_What is expected:_
Copy the data below, swapping every "shot-chart review" for "image annotation" and changing nothing else. Leave the pictures out.

_Records to use:_

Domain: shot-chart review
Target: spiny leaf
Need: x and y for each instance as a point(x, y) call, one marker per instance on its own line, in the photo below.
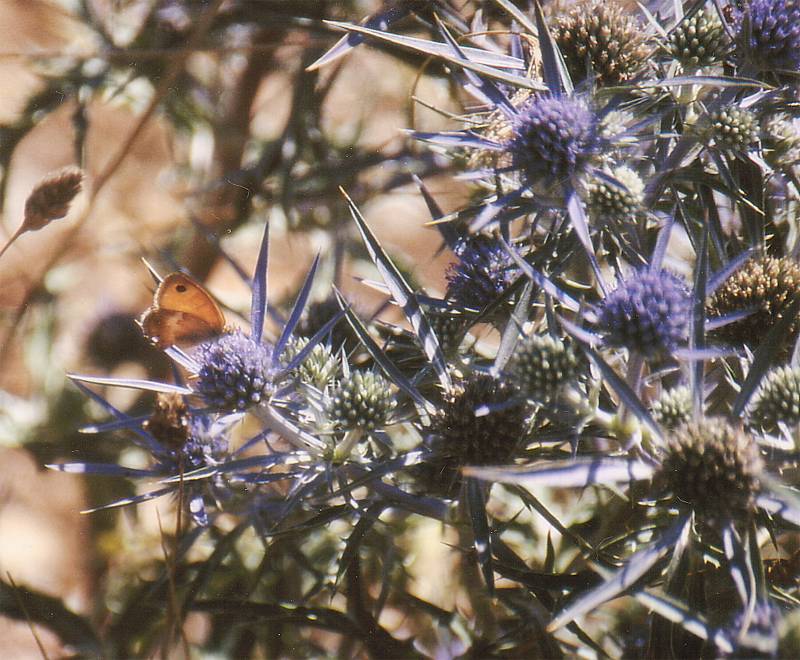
point(403, 295)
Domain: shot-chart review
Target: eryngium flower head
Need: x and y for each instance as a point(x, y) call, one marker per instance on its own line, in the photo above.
point(363, 400)
point(553, 135)
point(461, 437)
point(733, 128)
point(606, 200)
point(483, 271)
point(205, 445)
point(712, 468)
point(766, 285)
point(673, 408)
point(767, 34)
point(699, 39)
point(235, 372)
point(778, 399)
point(600, 38)
point(169, 422)
point(320, 366)
point(542, 365)
point(648, 312)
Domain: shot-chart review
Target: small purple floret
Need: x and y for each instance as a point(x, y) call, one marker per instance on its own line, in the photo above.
point(771, 36)
point(483, 271)
point(235, 372)
point(553, 135)
point(648, 312)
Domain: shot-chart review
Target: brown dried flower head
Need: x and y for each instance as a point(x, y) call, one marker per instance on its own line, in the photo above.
point(169, 423)
point(51, 198)
point(765, 285)
point(603, 35)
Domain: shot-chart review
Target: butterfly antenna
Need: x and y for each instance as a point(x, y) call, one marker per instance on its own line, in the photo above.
point(153, 271)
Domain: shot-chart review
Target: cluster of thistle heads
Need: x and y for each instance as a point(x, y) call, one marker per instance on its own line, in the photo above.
point(619, 327)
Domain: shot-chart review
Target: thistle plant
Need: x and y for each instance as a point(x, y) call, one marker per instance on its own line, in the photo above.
point(596, 399)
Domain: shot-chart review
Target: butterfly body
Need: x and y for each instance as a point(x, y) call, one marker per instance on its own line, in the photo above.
point(182, 313)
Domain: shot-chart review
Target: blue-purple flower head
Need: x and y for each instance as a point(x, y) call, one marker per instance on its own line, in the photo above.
point(553, 136)
point(648, 312)
point(768, 34)
point(236, 372)
point(483, 271)
point(207, 442)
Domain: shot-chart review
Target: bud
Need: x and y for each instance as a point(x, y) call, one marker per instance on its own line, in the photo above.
point(733, 128)
point(699, 39)
point(777, 400)
point(673, 408)
point(320, 366)
point(363, 400)
point(542, 365)
point(606, 200)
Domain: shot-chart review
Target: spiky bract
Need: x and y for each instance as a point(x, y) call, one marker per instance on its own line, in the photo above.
point(673, 408)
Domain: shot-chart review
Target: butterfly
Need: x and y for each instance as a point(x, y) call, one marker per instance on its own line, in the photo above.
point(183, 312)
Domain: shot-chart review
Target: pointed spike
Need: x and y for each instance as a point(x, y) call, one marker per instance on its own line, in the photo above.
point(258, 306)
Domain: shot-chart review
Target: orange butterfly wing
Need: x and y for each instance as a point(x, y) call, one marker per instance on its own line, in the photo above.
point(183, 312)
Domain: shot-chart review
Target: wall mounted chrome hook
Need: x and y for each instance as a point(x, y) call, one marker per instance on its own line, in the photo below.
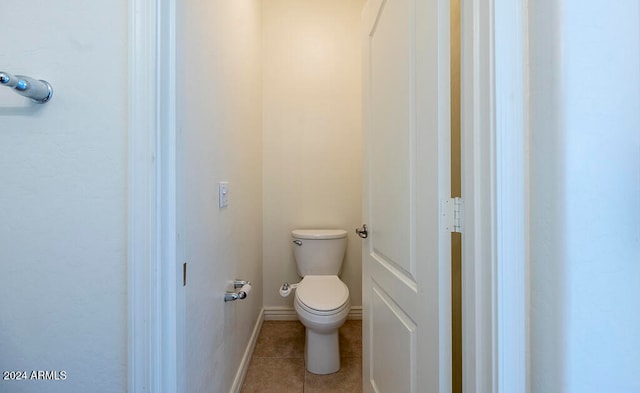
point(37, 90)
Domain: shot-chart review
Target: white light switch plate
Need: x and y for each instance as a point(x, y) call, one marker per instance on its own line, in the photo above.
point(223, 194)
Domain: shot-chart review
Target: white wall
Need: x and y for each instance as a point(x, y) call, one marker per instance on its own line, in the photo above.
point(585, 201)
point(312, 132)
point(220, 139)
point(63, 176)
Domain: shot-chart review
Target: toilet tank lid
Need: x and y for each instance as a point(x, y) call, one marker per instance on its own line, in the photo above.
point(319, 234)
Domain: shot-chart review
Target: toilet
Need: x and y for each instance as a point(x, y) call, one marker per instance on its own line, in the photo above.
point(321, 299)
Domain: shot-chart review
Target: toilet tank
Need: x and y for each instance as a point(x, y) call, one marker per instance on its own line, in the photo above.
point(319, 251)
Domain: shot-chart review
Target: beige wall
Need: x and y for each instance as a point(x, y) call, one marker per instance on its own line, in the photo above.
point(63, 197)
point(311, 132)
point(219, 124)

_Output of the task:_
Domain: image annotation
Target: spiny leaf
Need: x and y for each instance as a point(x, y) call, one marker per instance on its own line, in the photo below.
point(403, 295)
Domain: image annotation
Target: eryngium flower head
Need: x and y for each instance as a point(x, y) call, one marker per instance on its own line, in the photo above.
point(363, 400)
point(553, 135)
point(461, 437)
point(733, 128)
point(606, 200)
point(483, 271)
point(205, 445)
point(712, 468)
point(766, 285)
point(673, 408)
point(767, 34)
point(699, 39)
point(235, 372)
point(778, 399)
point(600, 38)
point(169, 422)
point(320, 366)
point(542, 365)
point(648, 312)
Domain: image annotation
Target: small purple floret
Need: x and y for each instance as a point(x, y) call, one marker per instance on its own line, in the photo above.
point(771, 36)
point(483, 271)
point(235, 372)
point(553, 135)
point(648, 312)
Domain: image annotation
Target: brown dried flower head
Need: x and y for each instance as a point(x, y) call, one marker per instance on its own line, in the photo above.
point(169, 423)
point(51, 198)
point(765, 285)
point(603, 35)
Domain: image annotation
Target: butterfly antenna
Need: x and y for each instance as a point(x, y) call, one marker per instance on its own line, in the photo above.
point(153, 271)
Domain: image annotation
Target: cluster of thistle heads
Need: x and y for each instance as a point(x, y) call, one marker per instance on its own line, in the photo above.
point(619, 327)
Domain: image annotation
Target: thistle plant
Need: x and y for each instance as a point(x, y) call, one marker per instance on its own line, in the photo above.
point(596, 399)
Domain: image annotation
Target: butterfly body
Need: x and y for each instance as a point(x, y) call, one marker per instance on its own line, in the photo above.
point(182, 313)
Domain: image annotation
Target: blue-purple flower head
Need: x and y for each instance as a point(x, y) call, one marker per instance on its own line, in the photo above.
point(553, 136)
point(648, 312)
point(768, 34)
point(236, 372)
point(483, 271)
point(207, 442)
Domain: image annotation
Target: bud
Need: x and y for each instance as a point(x, y) call, one marker per instance on its own line, in the photo above.
point(733, 128)
point(699, 39)
point(777, 400)
point(673, 408)
point(320, 366)
point(363, 400)
point(542, 365)
point(606, 200)
Domain: image annotation
Target: spiky bract
Need: x and y for each instance as a point(x, y) call, one marker per instance on its own line, in the photo above.
point(673, 408)
Domain: image annotation
Target: butterfly
Need: x and y for each instance as a point(x, y) call, one marker per instance on its own line, in the photo above.
point(183, 312)
Domain: image annotation
Target: pointed spike
Need: x and y for each instance as a point(x, y) call, one marker per instance on its own line, in the photo above.
point(258, 306)
Domain: image annotation
Target: orange butterfly wing
Need: x and y for each instance as a point(x, y) call, one marker per instance on its own line, in the photo above.
point(183, 312)
Domain: image annotation
Target: wall mounted chrome hook
Need: x and y for each instance as a point(x, y) call, one marker per instance on its own line, in the photo below.
point(37, 90)
Domain: image annotation
Target: white light switch plate
Need: x and y for each instance as a point(x, y) call, one marker per instance on its own line, in the photo above.
point(223, 194)
Domain: image annotation
Target: white wall
Need: x and y for each instance as a point(x, y) call, one marker per instance on its own line, in the photo above.
point(585, 201)
point(312, 132)
point(220, 139)
point(63, 176)
Domain: image annotation
Target: toilet tank lid
Need: x and y for each instance as a point(x, y) call, one marker per instance on its own line, in the photo above.
point(319, 234)
Domain: image annotation
Target: toilet
Need: x and y for each instance as a point(x, y) call, one marker per instance on its own line, in the photo above.
point(321, 299)
Domain: image annotation
Target: toilet tank
Need: x and y for each instance as a point(x, y) call, one marker per instance on its own line, in the photo above.
point(319, 251)
Domain: image annotation
Target: beige wall
Need: x and y for each instance as a point(x, y) call, one marker per instance on its own line, in the photo above.
point(63, 197)
point(311, 132)
point(219, 124)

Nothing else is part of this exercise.